» WHAT TO DO
Copy the complete listing exactly as shown.

» EXERCISE INPUTS
::::

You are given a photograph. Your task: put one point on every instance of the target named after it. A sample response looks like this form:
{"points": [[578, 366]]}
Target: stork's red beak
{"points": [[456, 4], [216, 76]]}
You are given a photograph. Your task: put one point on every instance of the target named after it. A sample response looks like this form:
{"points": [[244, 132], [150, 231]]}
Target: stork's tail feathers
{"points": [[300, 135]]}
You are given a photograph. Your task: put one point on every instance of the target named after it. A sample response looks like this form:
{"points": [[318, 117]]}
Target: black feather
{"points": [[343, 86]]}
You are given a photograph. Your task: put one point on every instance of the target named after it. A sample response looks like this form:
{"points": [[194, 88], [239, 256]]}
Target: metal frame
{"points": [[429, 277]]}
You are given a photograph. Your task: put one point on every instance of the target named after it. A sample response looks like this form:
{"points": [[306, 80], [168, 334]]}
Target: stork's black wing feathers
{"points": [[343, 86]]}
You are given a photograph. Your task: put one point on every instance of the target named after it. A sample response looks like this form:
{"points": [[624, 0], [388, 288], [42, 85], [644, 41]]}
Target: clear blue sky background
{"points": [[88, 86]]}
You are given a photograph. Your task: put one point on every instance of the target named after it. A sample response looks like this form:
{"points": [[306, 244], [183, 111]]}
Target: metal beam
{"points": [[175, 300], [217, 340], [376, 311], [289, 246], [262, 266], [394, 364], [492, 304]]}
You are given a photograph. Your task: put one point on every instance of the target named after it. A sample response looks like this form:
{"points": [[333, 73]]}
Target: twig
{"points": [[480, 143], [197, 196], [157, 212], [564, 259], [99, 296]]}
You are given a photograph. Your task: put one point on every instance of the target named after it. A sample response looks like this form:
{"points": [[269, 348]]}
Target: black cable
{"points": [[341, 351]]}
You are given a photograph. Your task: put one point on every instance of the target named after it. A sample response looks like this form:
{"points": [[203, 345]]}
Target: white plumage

::::

» RESPONSE BOX
You are given a photograph. Your task: put one point on every instance of the target named after it. A sample response looks like this form:
{"points": [[578, 366]]}
Target: stork's red beak
{"points": [[456, 4], [216, 76]]}
You are given a photograph. Your task: put one point on every instance of the target named after it. A sample response looks like this form:
{"points": [[244, 132], [150, 231]]}
Target: stork's tail feathers
{"points": [[300, 135]]}
You are given a photograph. Your task: put one point on every instance of the target named after it. A sample response looks like this form:
{"points": [[318, 117]]}
Target: black feather
{"points": [[343, 86]]}
You are given a photograph. Your task: put one point on every instance of the target named after it. A sample response looks like this form:
{"points": [[194, 88], [239, 256]]}
Target: metal frame
{"points": [[429, 277]]}
You are given a photograph. Your task: put one point on every instance of the target named after it. A sample response looks like this form:
{"points": [[306, 80], [168, 334]]}
Target: stork's black wing feathers
{"points": [[343, 86]]}
You are given a photograph. Your task: put one point on every instance of the target named after it. A sample response looks like this form:
{"points": [[624, 0], [388, 288], [42, 85], [644, 41]]}
Target: clear blue sky background
{"points": [[88, 86]]}
You are given a photograph. Your task: put one point on every instance of the target named after it. A sample response looks like this form:
{"points": [[306, 244], [183, 111]]}
Target: metal beam
{"points": [[175, 300], [217, 340], [376, 311], [289, 246], [262, 266], [394, 364], [492, 304]]}
You are given a photograph. Your task: put one point on every instance of the target named after it. A sample response looks like this form:
{"points": [[333, 73]]}
Target: twig
{"points": [[480, 143], [197, 196], [157, 212], [564, 259], [99, 296]]}
You are given a photograph. Your task: put one point on every instance of the target named after it. A sample response looks like this form:
{"points": [[269, 348]]}
Target: black cable
{"points": [[341, 351]]}
You are given a photograph. Your task: put one point on every instance of the target named after it. A sample response looks like this form:
{"points": [[203, 345]]}
Target: white plumage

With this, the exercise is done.